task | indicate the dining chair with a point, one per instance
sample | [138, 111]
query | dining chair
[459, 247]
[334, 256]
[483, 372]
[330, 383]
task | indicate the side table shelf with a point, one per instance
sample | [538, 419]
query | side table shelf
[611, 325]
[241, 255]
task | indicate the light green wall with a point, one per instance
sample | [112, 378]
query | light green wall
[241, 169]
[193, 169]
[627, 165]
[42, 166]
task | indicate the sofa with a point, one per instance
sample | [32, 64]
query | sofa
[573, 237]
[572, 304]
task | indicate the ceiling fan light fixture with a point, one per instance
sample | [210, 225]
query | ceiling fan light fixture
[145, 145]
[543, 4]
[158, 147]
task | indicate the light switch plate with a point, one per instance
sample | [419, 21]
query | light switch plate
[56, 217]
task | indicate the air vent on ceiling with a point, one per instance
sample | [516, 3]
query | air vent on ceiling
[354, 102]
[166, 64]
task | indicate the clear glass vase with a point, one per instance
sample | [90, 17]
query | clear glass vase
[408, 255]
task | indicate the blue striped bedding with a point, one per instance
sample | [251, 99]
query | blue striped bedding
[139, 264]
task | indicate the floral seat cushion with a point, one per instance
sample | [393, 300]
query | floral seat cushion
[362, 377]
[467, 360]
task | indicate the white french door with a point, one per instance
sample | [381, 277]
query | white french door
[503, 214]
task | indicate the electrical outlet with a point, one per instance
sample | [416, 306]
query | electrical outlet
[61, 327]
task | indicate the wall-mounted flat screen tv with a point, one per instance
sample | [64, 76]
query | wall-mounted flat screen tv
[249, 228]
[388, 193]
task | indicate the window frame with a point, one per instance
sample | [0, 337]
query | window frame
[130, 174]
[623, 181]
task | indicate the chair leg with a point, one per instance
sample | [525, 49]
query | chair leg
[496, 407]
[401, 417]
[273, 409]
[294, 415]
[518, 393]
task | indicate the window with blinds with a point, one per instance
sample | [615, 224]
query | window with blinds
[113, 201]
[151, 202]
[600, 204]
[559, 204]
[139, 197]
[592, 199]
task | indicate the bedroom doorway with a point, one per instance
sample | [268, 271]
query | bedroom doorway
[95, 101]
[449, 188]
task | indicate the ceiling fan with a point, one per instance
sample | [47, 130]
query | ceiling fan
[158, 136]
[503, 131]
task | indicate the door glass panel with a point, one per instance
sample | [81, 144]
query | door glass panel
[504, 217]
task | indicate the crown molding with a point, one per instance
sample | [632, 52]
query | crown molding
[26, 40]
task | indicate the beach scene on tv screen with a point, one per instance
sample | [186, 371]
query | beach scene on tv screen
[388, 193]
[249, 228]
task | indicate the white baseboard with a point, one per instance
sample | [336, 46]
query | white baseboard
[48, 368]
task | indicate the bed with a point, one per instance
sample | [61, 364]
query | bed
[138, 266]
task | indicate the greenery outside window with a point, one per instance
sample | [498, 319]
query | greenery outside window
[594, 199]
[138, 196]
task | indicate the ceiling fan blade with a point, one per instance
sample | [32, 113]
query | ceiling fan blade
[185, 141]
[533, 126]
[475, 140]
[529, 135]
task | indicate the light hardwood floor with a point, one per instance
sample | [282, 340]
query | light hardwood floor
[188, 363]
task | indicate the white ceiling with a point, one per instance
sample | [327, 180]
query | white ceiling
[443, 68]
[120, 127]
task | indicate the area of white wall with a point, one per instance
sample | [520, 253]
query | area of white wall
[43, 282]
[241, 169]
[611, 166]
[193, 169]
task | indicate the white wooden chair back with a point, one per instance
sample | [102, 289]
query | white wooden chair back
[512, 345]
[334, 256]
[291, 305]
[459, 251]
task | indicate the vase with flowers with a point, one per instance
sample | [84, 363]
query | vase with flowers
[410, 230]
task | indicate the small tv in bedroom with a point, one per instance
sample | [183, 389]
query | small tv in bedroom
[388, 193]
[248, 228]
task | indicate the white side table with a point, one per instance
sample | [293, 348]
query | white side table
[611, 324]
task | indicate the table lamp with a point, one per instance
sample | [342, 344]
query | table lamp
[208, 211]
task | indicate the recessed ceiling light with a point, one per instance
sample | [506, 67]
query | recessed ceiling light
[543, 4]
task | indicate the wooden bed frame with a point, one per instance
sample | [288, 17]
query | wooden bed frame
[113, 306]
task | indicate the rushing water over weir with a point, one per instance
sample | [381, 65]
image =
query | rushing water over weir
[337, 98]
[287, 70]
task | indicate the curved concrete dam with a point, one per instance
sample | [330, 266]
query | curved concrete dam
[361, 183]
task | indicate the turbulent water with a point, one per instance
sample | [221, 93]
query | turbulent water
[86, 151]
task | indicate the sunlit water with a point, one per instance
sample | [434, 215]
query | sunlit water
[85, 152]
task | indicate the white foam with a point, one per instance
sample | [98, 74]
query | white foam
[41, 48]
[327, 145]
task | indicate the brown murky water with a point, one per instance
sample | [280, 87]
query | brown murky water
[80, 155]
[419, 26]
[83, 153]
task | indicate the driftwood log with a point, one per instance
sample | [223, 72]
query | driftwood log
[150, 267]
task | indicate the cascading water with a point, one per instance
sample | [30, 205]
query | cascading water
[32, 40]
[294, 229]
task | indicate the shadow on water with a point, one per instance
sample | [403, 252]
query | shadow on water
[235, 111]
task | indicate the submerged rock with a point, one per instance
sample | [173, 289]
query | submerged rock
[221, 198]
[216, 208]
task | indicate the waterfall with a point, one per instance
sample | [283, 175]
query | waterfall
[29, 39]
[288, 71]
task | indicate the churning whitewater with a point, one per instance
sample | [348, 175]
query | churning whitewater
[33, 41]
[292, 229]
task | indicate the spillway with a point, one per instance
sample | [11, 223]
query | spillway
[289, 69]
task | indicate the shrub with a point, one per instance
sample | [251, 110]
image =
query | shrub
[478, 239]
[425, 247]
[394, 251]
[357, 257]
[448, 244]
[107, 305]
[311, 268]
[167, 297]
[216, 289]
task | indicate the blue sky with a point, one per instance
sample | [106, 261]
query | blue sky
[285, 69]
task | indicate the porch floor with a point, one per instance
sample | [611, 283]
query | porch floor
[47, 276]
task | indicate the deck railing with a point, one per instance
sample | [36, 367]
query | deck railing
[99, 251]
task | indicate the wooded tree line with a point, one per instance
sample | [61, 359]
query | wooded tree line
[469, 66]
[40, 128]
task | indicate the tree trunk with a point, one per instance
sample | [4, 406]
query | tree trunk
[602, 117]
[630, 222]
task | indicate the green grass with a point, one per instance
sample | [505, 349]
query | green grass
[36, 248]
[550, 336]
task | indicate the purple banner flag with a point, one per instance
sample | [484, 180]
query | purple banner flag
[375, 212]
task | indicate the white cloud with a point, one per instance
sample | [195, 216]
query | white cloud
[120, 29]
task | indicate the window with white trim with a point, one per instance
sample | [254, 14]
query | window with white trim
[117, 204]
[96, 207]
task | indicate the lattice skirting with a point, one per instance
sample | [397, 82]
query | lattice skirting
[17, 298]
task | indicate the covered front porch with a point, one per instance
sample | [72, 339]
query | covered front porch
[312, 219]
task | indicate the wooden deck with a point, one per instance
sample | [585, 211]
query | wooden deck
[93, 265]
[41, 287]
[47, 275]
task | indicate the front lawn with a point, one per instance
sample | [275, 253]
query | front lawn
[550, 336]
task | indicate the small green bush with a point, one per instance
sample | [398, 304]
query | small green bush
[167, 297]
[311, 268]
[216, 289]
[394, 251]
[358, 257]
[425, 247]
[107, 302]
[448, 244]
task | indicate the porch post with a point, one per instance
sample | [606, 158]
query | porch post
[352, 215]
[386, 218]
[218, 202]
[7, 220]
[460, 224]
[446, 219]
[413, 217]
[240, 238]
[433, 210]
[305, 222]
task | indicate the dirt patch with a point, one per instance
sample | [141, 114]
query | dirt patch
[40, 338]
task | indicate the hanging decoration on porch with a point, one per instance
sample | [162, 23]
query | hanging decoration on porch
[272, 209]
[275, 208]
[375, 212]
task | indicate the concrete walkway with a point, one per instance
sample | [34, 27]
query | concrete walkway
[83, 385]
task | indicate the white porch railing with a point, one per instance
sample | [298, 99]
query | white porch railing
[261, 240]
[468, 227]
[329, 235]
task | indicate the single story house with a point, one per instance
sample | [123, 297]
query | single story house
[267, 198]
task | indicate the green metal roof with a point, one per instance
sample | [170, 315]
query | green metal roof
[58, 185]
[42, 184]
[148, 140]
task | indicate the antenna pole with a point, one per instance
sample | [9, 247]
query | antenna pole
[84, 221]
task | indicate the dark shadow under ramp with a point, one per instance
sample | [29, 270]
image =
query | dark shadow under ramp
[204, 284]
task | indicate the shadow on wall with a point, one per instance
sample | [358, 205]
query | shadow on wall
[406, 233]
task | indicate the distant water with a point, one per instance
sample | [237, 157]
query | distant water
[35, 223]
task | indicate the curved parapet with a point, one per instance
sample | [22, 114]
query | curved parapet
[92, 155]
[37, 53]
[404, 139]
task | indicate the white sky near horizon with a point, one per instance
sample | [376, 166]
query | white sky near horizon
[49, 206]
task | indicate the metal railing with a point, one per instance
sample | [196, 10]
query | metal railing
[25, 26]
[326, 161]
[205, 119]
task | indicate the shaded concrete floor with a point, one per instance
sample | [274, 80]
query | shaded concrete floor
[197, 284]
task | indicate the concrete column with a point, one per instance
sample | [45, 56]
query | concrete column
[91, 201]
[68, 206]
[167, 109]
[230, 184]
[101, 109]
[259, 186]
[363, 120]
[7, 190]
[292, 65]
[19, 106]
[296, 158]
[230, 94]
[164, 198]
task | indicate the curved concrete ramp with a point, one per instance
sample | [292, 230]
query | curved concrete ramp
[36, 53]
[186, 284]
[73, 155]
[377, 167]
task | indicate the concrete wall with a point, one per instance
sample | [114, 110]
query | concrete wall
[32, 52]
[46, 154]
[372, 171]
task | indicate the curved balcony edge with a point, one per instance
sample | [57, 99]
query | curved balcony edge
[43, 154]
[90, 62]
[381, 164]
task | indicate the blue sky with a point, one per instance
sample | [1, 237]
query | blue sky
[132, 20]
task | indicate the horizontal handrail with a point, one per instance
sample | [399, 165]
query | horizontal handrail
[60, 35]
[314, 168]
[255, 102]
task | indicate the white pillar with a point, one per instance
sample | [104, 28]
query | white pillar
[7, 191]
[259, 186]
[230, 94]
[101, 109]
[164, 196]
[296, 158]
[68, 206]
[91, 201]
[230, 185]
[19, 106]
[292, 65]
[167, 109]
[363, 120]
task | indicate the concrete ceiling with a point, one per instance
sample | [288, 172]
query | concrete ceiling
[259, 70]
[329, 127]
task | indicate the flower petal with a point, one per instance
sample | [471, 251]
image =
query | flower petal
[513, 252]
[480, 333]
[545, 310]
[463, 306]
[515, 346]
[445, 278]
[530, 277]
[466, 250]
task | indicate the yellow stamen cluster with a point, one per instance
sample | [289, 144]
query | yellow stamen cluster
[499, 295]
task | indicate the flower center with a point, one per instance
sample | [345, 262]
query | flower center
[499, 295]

*PROBLEM TO SOLVE:*
Give again the lines from the line holding "task | indicate the concrete wall" through the close of the listing, both included, exactly as written and with nothing else.

*EXERCISE RESPONSE:*
task | indicate the concrete wall with a point, one per instance
sample | [114, 110]
query | concrete wall
[32, 52]
[46, 154]
[372, 171]
task | indicate the curved balcony edge with a point, one per instance
sample | [57, 99]
query | curved balcony edge
[43, 154]
[90, 62]
[381, 164]
task | indicate the blue sky with a point, one per instance
sample | [1, 237]
query | blue sky
[132, 20]
task | indicate the horizontal handrail with a point, one per instance
sample | [399, 165]
query | horizontal handrail
[60, 35]
[314, 168]
[255, 102]
task | indicate the white pillar with a point, one per instance
sample | [104, 28]
query | white pillar
[7, 191]
[259, 186]
[230, 94]
[101, 109]
[164, 196]
[296, 158]
[68, 206]
[91, 201]
[230, 185]
[19, 106]
[292, 65]
[167, 109]
[363, 120]
task | indicate the concrete ceiling with a point, one per instance
sample | [288, 172]
query | concrete ceiling
[259, 70]
[329, 127]
task | indicate the flower petal with a point, one per instance
sample | [471, 251]
image =
query | flower petal
[513, 252]
[480, 333]
[545, 310]
[463, 306]
[515, 346]
[445, 278]
[530, 277]
[466, 250]
task | indicate the yellow stamen cluster with a point, one per instance
sample | [289, 144]
query | yellow stamen cluster
[499, 295]
task | indicate the flower center with a point, one per instance
sample | [345, 262]
query | flower center
[499, 295]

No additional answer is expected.